Trecho:

▼▼▼

No contexto de bombardeamento de más notícias, de crescente listagem de perdas e ilhado nas suas próprias rotinas e com a liberdade de uma calçada vazia sequestrada, surge um sinal vagaroso e finito de desespero, acabando por me dar a condição de flagrar-me totalmente preso à arbitrariedade da negligência, ao desinteresse da indiferença e à indolência da inércia.
Ser vulnerável o suficiente para descobrir-se
Descubro que é inútil esperar mudanças voluntárias. E por mais que em determinadas circunstâncias, progrida um desejo de enxergar-me caminhando na direção de uma sanidade recreativa, sinto a natural inibição passiva em defender abertamente uma falsa sanidade de ser.
Permiti-me criar um discurso anti si-próprio, explicitando o desmonte implícito da minha consciência, monopolizando todas minhas maiores ignorâncias pessoais e martirizando-me no altar da divina incapacidade de ser alguém melhor.
Percebo, constrangido, como é inútil proclamar uma suposta superação de coisas tão presentes. A precoce imaturidade diante de tentar afirmar uma superioridade nos empurra para um lugar de desordem moral.
Ter sanidade, não é somente uma questão tecnicamente médica, academicamente constatável, mas principalmente, notavelmente interna e prática.
Se cada um admitir um pouco da sua falta de estabilidade, tudo pode funcionar melhor. Continuar pensando que a negação evidente das mazelas é o próprio bem, faz com que cheguemos a única conclusão clara de que de todos os pecados o mais eficiente é o da mentira.
Em uma desilusão interminável, perdoaremos tudo sem notar o dolo, transformando o dano em uma total ineficiência didática, ficando somente com o prejuízo, como se for o preço da fraude fosse sempre uma insensatez alienação de si mesmo.
Ser vulnerável para aprender a observar o primordial
É inútil afirmar o oposto do que sentimos. Quando não se entende que o senso de inexatidão humano deixamos escapar que ele só veio incorporar e perpetuar os limites claros da vida.
Quem pretende esconder-se da sua incapacidade de absorver toda suas falhas carrega consigo uma força espontânea que não protege ou fortalece as raízes mais expostas da sua alma.
Colocar-se no lugar de auto-analise, afasta de si próprio os mitos clássicos da sua laicidade mental e pessoal.
É péssimo esconder-se de si e do mundo em uma tentativa de defender uma imagem ilibada e fortalecida. Mesmo que todos os nossos valores associados sejam nobres, quando no plano mais profundo da nossas relações cedemos às pressões e chantagens de um mundo que exige perfeição pública, estamos, na verdade, esperando progresso contando com aquilo que o outro não têm nem para si próprio.

▲▲▲

Lista de exercícios:
a. De acordo com o texto sobre vulnerabilidade, qual é o mais eficiente de todos os pecados?
b. No primeiro parágrafo do texto sobre vulnerabilidade, a que quem fala se flagra totalmente preso? Liste tudo.
c. Prossiga com o texto sobre vulnerabilidade a partir do ponto em que ele termina.
O material abaixo é independente e não tem relação com o texto sobre vulnerabilidade.

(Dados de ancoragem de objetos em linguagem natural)
▼▼▼

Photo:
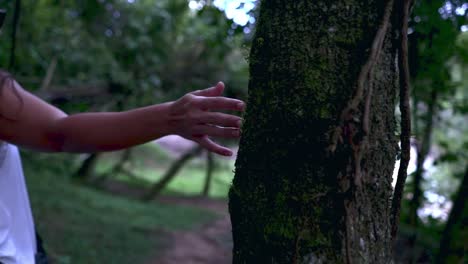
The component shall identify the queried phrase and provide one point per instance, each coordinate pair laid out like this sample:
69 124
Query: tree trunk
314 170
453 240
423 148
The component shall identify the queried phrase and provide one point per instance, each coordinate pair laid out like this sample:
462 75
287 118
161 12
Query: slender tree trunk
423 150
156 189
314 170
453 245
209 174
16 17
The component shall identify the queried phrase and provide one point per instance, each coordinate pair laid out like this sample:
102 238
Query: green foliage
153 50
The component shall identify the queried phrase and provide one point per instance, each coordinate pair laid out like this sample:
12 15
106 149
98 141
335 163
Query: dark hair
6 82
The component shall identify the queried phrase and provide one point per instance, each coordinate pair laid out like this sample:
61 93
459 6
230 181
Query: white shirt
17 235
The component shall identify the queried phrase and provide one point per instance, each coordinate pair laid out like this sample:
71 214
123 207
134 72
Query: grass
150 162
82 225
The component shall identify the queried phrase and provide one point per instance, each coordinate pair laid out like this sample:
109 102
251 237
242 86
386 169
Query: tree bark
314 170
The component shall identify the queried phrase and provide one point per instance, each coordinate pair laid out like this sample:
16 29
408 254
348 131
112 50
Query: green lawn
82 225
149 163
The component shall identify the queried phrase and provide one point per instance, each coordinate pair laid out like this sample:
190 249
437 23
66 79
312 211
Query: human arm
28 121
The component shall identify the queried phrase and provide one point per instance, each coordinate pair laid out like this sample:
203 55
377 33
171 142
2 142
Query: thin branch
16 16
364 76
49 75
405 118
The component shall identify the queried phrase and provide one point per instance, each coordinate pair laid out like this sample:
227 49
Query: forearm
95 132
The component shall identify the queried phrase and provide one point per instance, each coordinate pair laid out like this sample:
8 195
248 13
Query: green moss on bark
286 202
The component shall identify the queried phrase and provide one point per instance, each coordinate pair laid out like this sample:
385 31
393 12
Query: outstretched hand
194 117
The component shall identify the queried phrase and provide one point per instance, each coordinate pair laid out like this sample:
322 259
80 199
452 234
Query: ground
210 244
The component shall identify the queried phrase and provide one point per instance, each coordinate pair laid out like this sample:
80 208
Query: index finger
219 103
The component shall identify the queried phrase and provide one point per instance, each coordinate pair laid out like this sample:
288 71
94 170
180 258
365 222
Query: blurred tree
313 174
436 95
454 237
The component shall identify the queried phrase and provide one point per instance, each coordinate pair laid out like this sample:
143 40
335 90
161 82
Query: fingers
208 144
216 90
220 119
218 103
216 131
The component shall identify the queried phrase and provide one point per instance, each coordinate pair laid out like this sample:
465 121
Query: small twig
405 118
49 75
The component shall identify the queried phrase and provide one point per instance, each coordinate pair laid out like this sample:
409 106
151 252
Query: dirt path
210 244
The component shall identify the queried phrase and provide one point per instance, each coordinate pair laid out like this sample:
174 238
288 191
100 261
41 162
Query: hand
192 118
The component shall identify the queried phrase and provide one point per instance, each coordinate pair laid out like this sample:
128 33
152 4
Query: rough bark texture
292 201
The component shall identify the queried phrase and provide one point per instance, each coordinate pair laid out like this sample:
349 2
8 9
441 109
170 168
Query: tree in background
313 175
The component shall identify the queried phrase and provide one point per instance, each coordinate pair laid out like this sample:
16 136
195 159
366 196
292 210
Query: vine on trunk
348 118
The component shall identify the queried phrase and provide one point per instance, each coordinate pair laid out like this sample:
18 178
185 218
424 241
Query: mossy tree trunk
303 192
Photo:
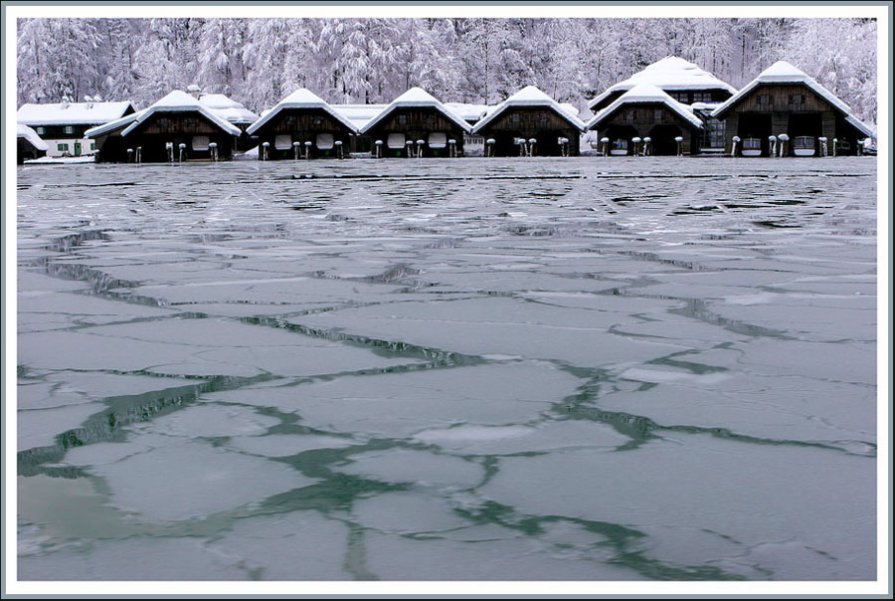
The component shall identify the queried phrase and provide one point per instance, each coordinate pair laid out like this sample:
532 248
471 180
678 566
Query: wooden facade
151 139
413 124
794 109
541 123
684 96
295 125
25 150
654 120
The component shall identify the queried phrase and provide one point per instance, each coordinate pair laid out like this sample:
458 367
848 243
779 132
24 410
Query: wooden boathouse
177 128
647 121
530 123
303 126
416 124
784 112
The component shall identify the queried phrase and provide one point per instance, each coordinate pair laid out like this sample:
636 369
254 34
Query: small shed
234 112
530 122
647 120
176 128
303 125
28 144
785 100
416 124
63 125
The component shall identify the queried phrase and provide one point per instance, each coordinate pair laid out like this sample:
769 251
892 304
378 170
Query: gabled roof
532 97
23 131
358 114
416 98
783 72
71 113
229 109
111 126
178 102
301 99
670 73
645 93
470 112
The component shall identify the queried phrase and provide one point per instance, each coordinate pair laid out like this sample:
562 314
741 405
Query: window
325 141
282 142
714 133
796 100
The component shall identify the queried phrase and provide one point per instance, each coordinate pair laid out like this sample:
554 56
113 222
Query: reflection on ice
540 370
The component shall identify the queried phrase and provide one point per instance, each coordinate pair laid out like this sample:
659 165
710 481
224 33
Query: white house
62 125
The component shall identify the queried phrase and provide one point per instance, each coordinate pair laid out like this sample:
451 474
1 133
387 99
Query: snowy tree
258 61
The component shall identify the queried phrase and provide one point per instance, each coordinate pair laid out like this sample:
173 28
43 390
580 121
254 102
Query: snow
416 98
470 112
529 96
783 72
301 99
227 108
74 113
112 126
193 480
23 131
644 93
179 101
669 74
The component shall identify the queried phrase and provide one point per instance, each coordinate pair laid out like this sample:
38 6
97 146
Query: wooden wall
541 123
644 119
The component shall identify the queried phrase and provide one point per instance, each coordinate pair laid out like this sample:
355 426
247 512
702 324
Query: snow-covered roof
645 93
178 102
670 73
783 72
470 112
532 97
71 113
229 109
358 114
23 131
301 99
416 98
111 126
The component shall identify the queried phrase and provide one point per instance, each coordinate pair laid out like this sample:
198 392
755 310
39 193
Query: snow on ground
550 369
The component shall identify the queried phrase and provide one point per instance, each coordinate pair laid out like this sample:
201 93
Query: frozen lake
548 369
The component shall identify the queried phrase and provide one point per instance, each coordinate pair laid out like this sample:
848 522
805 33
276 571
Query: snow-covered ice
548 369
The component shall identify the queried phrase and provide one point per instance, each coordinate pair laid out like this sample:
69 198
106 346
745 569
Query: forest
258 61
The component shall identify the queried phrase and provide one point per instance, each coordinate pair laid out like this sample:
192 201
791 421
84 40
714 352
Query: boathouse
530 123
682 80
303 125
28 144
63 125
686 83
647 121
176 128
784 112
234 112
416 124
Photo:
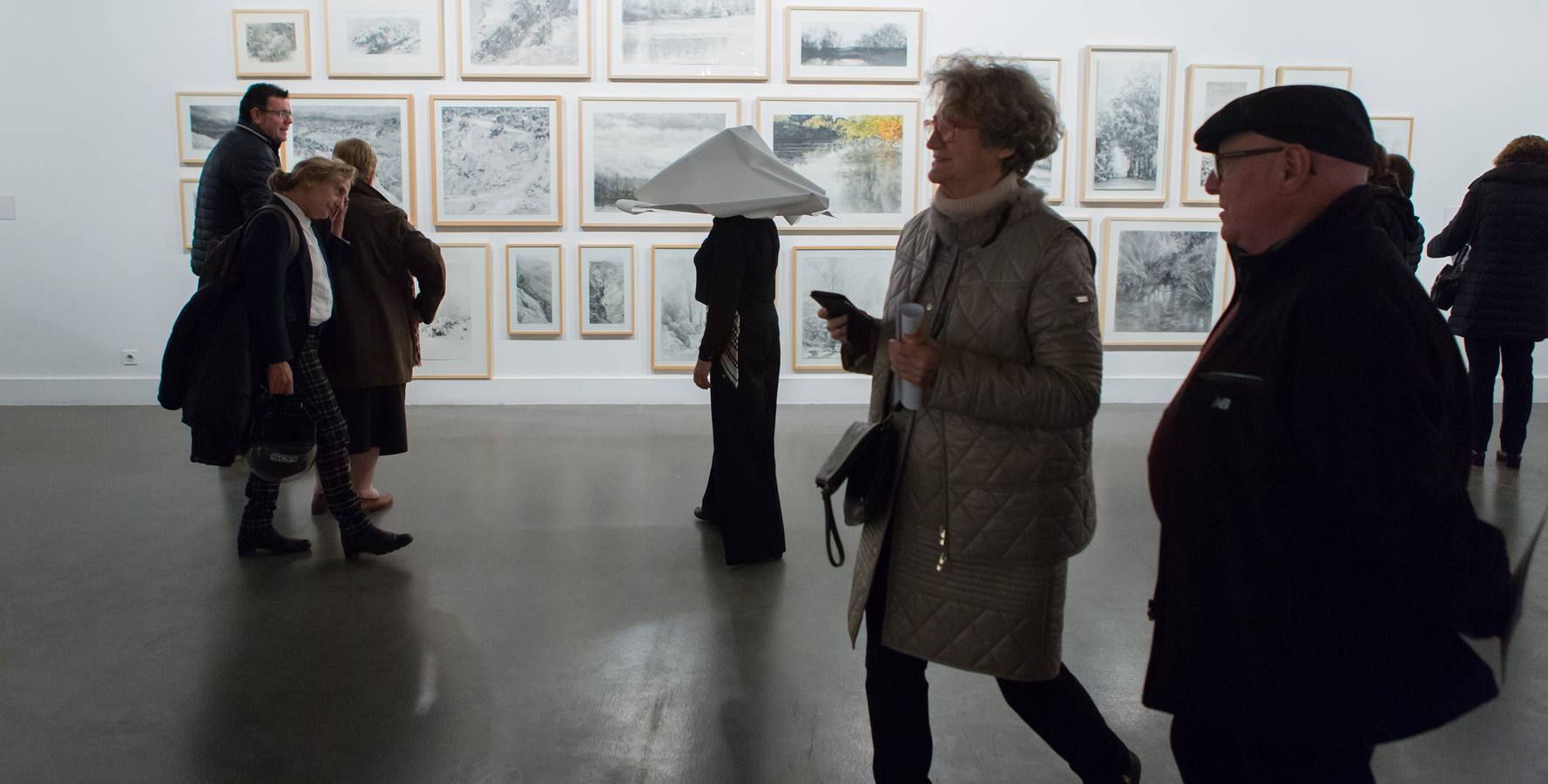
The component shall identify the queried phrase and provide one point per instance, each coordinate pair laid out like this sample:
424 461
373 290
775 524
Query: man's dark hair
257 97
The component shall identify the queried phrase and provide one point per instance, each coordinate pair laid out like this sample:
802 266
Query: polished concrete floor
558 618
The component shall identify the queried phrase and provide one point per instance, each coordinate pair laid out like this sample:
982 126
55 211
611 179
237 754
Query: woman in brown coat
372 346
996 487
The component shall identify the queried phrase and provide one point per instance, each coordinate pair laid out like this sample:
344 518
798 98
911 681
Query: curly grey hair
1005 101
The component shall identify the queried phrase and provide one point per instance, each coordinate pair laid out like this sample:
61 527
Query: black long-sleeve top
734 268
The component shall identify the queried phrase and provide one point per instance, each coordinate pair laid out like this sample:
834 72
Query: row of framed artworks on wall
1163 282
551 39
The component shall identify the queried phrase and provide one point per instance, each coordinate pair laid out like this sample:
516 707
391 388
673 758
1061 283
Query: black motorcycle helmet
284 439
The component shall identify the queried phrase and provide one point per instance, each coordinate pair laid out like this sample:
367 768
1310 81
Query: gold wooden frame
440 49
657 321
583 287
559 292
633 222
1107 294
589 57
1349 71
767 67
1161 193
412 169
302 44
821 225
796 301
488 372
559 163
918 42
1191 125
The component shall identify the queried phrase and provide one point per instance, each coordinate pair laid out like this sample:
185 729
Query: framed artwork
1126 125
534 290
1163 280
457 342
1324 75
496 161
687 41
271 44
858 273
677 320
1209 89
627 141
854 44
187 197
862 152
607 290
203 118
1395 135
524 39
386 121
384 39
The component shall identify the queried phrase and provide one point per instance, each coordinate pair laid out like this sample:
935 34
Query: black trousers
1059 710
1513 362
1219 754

▲▲▲

Respostas:
a. O da mentira.

b. À arbitrariedade da negligência; ao desinteresse da indiferença; à indolência da inércia.

c.
A única aliança verdadeira é que faz consigo mesmo. As filosofias que prometem estabilidade emocional, que empurram frases prontas como mantra, que mascaram suas pretensões comerciais no bojo de uma cultura do “sentir-se bem o tempo inteiro” são hesitante e ambígua, portanto, devem ser mantidas distantes e não em banho-maria até que se revelem.
Ser vulnerável para ter coragem de ser
A causa fundamental que temos para ocultar realidades óbvias, mora no acovardamento da própria coragem em defender os valores pessoais e num esforço não-calculado de produzir exatamente um resultado claro: a ascensão de um mundo de aparências que forma uma maré enorme de fingimentos e simulações.
Ao mesmo tempo, em que a fragilidade gera uma mudança radical na percepção interna de si, ela não nos deixa olhar para uma falsa restauração do mundo nos fazendo mobilizar ações em favor de uma consciência necessária:
Ser seduzido pela falsa ideia de perfeição e de um mundo restaurado recobre o ser humano e a realidade de uma imagem falsamente inofensiva, caritativa e enganosamente benemérita.
É inútil, portanto, lutar pela restauração de uma mente sensata sem exigir de si mesmo um pouco de vulnerabilidade. Não podemos andar desarmados da percepção coerente da vida, confusos com nossas próprias falsas impressões, lutando contra os próprios olhos e menosprezando os inimigos notórios.
Alimentando uma imagem ingênua de si não haverá esperança para o amadurecimento. E sem um profundo revigoramento da própria coragem de errar, não haverá gente humanamente inteira.